Work order
All of the records should be restated word for word.

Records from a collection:
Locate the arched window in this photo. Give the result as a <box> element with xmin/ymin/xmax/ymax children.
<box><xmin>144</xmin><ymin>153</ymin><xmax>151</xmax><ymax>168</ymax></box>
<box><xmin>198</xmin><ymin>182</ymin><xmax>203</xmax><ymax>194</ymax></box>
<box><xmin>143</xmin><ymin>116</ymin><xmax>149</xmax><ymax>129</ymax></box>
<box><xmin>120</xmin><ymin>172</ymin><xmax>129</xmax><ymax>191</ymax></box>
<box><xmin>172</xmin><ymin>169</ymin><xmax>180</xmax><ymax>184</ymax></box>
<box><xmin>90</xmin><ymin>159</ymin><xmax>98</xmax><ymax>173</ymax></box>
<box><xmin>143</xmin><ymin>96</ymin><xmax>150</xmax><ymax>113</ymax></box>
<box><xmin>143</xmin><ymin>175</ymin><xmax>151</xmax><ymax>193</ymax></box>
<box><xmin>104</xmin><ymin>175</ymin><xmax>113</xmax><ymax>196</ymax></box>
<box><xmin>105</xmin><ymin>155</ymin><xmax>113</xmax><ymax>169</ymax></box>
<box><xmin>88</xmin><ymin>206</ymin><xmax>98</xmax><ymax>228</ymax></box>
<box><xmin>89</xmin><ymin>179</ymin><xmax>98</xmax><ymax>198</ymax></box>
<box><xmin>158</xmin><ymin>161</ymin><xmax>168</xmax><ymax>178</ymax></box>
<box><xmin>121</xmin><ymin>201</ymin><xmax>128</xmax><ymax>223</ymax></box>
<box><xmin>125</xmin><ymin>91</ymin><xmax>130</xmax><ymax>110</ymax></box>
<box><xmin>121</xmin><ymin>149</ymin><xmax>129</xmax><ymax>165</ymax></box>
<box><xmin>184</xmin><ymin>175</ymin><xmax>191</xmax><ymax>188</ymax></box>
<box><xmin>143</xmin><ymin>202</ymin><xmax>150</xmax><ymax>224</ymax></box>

Solution below
Locate the arched window in this photo. Give the result as a <box> element with xmin/ymin/xmax/ymax children.
<box><xmin>144</xmin><ymin>153</ymin><xmax>151</xmax><ymax>168</ymax></box>
<box><xmin>198</xmin><ymin>182</ymin><xmax>203</xmax><ymax>194</ymax></box>
<box><xmin>143</xmin><ymin>116</ymin><xmax>149</xmax><ymax>129</ymax></box>
<box><xmin>120</xmin><ymin>172</ymin><xmax>129</xmax><ymax>191</ymax></box>
<box><xmin>172</xmin><ymin>169</ymin><xmax>180</xmax><ymax>184</ymax></box>
<box><xmin>90</xmin><ymin>159</ymin><xmax>98</xmax><ymax>173</ymax></box>
<box><xmin>143</xmin><ymin>96</ymin><xmax>150</xmax><ymax>113</ymax></box>
<box><xmin>143</xmin><ymin>175</ymin><xmax>151</xmax><ymax>193</ymax></box>
<box><xmin>104</xmin><ymin>175</ymin><xmax>113</xmax><ymax>196</ymax></box>
<box><xmin>105</xmin><ymin>155</ymin><xmax>113</xmax><ymax>169</ymax></box>
<box><xmin>88</xmin><ymin>206</ymin><xmax>98</xmax><ymax>228</ymax></box>
<box><xmin>89</xmin><ymin>179</ymin><xmax>98</xmax><ymax>198</ymax></box>
<box><xmin>158</xmin><ymin>161</ymin><xmax>168</xmax><ymax>178</ymax></box>
<box><xmin>121</xmin><ymin>201</ymin><xmax>128</xmax><ymax>223</ymax></box>
<box><xmin>125</xmin><ymin>91</ymin><xmax>130</xmax><ymax>110</ymax></box>
<box><xmin>121</xmin><ymin>149</ymin><xmax>129</xmax><ymax>165</ymax></box>
<box><xmin>184</xmin><ymin>175</ymin><xmax>191</xmax><ymax>188</ymax></box>
<box><xmin>143</xmin><ymin>202</ymin><xmax>150</xmax><ymax>224</ymax></box>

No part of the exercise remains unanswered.